Task to complete: Count the lines in the entries below that contain the string "rippling", where case matters, and reply with the number alone.

Material provided:

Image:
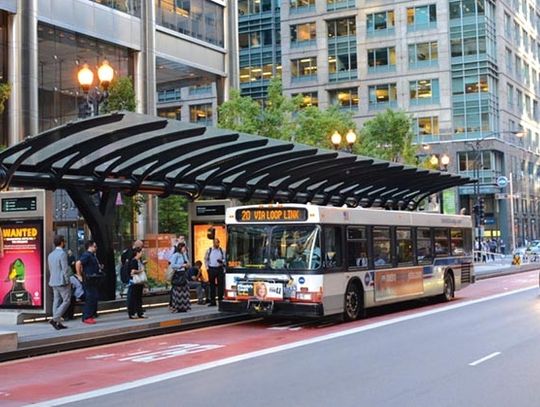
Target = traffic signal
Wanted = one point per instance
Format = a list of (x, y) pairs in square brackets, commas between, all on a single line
[(481, 211)]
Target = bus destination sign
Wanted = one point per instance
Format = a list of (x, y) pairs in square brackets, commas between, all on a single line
[(20, 204), (271, 215)]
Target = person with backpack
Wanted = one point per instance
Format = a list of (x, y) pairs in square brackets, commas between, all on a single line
[(215, 264), (125, 270), (180, 300)]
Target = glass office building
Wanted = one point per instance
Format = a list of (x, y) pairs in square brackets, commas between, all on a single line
[(468, 72)]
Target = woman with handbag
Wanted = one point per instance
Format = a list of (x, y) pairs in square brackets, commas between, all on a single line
[(180, 299), (136, 285)]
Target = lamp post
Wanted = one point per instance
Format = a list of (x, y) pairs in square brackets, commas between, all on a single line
[(94, 97), (350, 137), (478, 208)]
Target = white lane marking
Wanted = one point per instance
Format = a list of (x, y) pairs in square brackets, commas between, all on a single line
[(251, 355), (102, 356), (482, 360)]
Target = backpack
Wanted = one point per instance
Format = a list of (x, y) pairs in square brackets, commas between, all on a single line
[(125, 272)]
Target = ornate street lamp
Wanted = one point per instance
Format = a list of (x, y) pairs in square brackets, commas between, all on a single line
[(94, 97), (350, 137)]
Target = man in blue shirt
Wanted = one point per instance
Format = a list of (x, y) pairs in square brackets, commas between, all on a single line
[(89, 269)]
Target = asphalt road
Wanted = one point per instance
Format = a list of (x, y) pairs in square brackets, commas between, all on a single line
[(483, 354)]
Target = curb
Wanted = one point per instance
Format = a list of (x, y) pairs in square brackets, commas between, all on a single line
[(79, 341), (515, 270)]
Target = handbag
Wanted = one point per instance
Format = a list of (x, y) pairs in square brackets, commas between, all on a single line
[(169, 273), (139, 278), (179, 278)]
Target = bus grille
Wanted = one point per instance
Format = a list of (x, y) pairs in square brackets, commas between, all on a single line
[(466, 273)]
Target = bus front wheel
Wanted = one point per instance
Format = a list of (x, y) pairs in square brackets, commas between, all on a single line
[(354, 304), (449, 288)]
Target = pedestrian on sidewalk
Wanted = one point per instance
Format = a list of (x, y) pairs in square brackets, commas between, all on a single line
[(195, 281), (134, 299), (180, 299), (89, 271), (59, 281), (215, 263), (125, 268)]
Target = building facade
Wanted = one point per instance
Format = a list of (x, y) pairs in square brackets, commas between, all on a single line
[(468, 72), (259, 45), (180, 55)]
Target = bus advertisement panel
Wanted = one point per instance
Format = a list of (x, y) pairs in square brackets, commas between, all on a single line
[(21, 264), (391, 284)]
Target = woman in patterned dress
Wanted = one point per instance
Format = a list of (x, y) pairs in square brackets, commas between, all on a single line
[(180, 298)]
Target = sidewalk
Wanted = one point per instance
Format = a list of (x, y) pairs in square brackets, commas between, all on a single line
[(40, 337)]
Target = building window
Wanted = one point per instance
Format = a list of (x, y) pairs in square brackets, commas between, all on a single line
[(202, 19), (173, 113), (304, 69), (381, 23), (381, 59), (423, 54), (59, 91), (201, 114), (342, 27), (421, 17), (308, 99), (466, 8), (255, 39), (510, 96), (426, 126), (381, 96), (332, 5), (303, 34), (299, 6), (247, 7), (470, 84), (424, 91), (132, 7), (345, 98)]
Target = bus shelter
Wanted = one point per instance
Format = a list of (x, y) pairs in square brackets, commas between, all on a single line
[(95, 158)]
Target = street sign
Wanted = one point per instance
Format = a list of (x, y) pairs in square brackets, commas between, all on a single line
[(502, 181)]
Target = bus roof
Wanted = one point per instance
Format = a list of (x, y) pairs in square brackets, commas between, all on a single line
[(299, 213)]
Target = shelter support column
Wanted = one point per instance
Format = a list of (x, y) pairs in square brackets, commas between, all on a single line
[(99, 215)]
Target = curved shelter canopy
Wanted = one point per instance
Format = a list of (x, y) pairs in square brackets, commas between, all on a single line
[(132, 153)]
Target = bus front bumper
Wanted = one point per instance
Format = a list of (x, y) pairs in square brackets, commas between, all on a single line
[(273, 308)]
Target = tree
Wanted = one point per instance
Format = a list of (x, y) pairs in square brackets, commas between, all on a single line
[(277, 116), (388, 136), (121, 96), (5, 91), (239, 113), (173, 215)]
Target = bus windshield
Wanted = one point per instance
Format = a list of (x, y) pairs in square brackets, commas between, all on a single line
[(280, 247)]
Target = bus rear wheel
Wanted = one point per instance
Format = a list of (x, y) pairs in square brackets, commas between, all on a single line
[(449, 288), (354, 304)]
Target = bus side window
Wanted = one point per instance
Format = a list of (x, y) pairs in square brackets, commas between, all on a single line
[(333, 250), (441, 242), (382, 255), (424, 254), (456, 236), (357, 248)]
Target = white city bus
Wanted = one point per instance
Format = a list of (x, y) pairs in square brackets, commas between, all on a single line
[(308, 260)]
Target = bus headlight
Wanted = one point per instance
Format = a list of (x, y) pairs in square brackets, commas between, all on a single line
[(304, 296)]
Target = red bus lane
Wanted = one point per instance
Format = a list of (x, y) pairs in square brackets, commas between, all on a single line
[(36, 379)]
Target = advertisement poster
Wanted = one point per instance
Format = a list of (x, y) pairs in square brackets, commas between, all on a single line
[(390, 284), (158, 249), (261, 290), (21, 264)]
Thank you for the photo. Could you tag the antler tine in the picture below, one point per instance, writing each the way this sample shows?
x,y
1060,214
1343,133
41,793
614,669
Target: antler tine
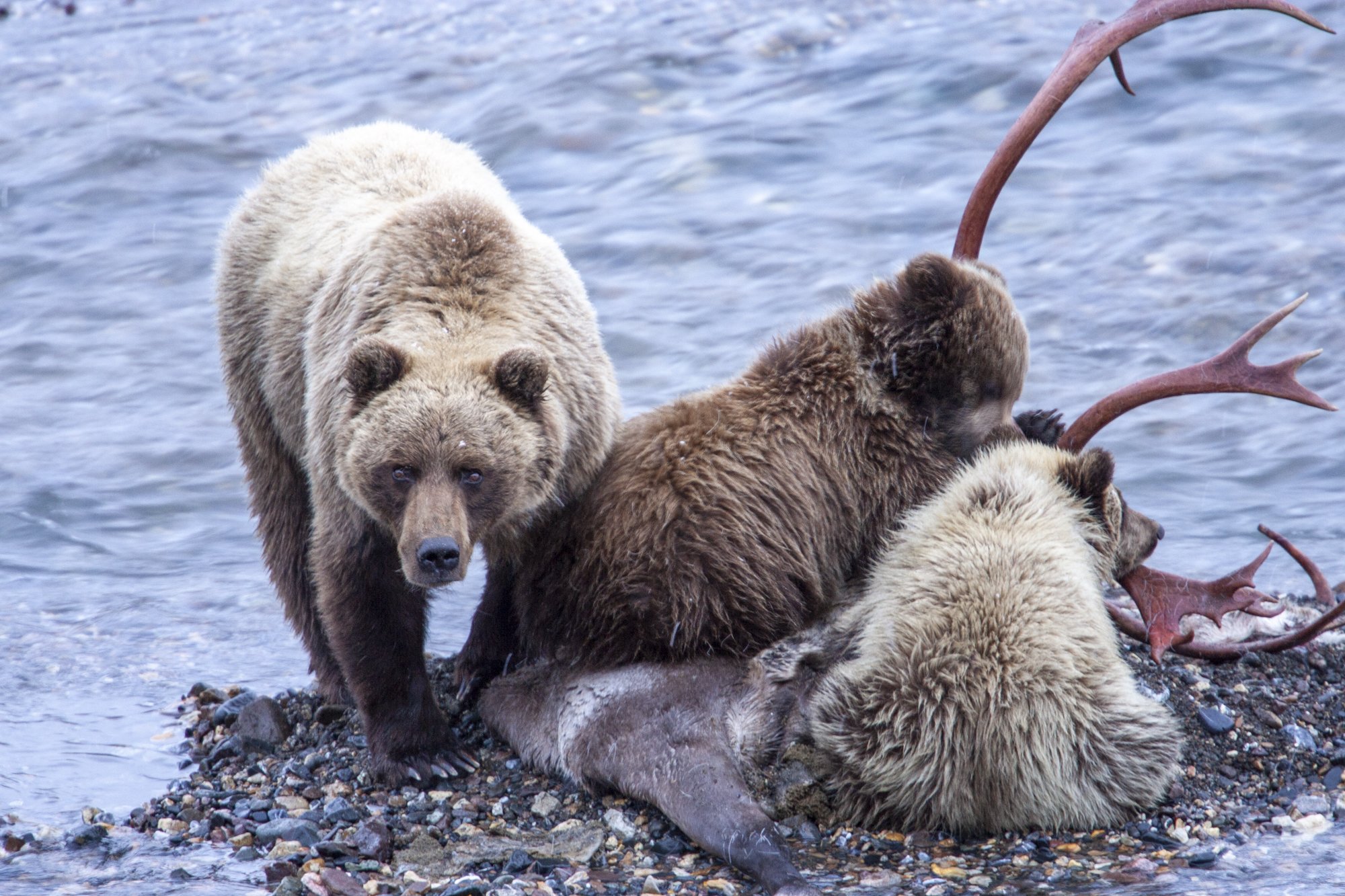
x,y
1296,638
1230,370
1093,44
1315,572
1165,598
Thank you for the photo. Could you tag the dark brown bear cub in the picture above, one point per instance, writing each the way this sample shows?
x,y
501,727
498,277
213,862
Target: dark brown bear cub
x,y
415,369
734,517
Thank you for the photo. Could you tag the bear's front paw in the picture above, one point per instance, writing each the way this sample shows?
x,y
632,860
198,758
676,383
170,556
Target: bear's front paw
x,y
1042,425
424,767
477,666
418,754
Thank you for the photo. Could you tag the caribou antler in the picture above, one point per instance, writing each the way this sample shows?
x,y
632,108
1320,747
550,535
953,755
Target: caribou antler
x,y
1164,599
1230,370
1094,42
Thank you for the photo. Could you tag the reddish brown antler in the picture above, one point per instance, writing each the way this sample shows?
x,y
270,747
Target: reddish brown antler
x,y
1094,42
1164,599
1230,370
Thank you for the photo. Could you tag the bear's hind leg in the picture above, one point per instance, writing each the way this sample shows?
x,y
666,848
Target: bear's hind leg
x,y
376,623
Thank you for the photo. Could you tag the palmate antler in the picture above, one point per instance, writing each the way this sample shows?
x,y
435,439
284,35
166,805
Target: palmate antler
x,y
1093,44
1163,598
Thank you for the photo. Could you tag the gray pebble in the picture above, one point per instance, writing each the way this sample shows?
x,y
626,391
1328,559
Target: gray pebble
x,y
228,710
1309,803
262,720
87,834
1215,721
298,829
1300,736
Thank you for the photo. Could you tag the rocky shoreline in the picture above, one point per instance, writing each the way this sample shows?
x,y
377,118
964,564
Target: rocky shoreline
x,y
278,780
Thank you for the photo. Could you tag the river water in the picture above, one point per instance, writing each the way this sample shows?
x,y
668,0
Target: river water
x,y
718,173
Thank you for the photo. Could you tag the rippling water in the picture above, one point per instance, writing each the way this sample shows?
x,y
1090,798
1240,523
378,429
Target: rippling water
x,y
718,173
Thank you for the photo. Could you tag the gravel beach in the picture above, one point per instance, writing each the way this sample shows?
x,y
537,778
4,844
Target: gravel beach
x,y
279,782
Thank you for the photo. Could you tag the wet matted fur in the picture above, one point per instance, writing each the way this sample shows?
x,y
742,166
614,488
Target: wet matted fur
x,y
734,517
985,688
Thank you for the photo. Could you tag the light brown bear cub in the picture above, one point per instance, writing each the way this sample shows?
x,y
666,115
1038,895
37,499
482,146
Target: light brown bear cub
x,y
415,369
735,517
976,686
984,688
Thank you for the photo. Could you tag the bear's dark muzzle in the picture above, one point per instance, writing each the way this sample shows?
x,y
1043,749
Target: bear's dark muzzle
x,y
438,557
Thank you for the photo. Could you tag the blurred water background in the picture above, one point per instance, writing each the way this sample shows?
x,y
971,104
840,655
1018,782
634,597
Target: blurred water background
x,y
718,173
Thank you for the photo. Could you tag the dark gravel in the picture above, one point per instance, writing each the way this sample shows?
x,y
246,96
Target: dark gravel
x,y
1265,754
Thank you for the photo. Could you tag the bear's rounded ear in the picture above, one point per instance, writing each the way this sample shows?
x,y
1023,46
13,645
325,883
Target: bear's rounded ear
x,y
373,366
521,374
931,287
1089,475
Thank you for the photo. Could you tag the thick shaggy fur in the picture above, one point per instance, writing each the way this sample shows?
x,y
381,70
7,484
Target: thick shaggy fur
x,y
977,684
734,517
412,365
985,689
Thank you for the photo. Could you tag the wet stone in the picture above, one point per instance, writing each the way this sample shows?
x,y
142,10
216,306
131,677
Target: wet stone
x,y
228,712
1215,721
1202,858
87,834
373,840
262,721
669,845
1300,736
329,713
291,887
340,810
295,829
1311,803
338,883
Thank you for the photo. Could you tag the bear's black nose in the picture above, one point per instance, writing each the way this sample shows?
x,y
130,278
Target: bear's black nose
x,y
438,556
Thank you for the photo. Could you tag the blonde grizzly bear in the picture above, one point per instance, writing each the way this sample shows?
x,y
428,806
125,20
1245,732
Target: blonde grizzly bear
x,y
735,517
415,369
976,686
984,688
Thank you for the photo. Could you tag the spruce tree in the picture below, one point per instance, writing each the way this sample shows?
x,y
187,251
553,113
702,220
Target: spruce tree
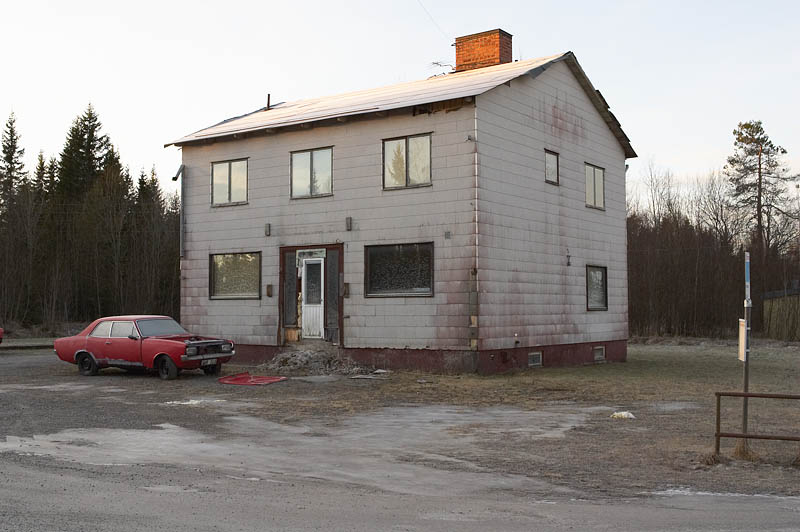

Result of this exercise: 2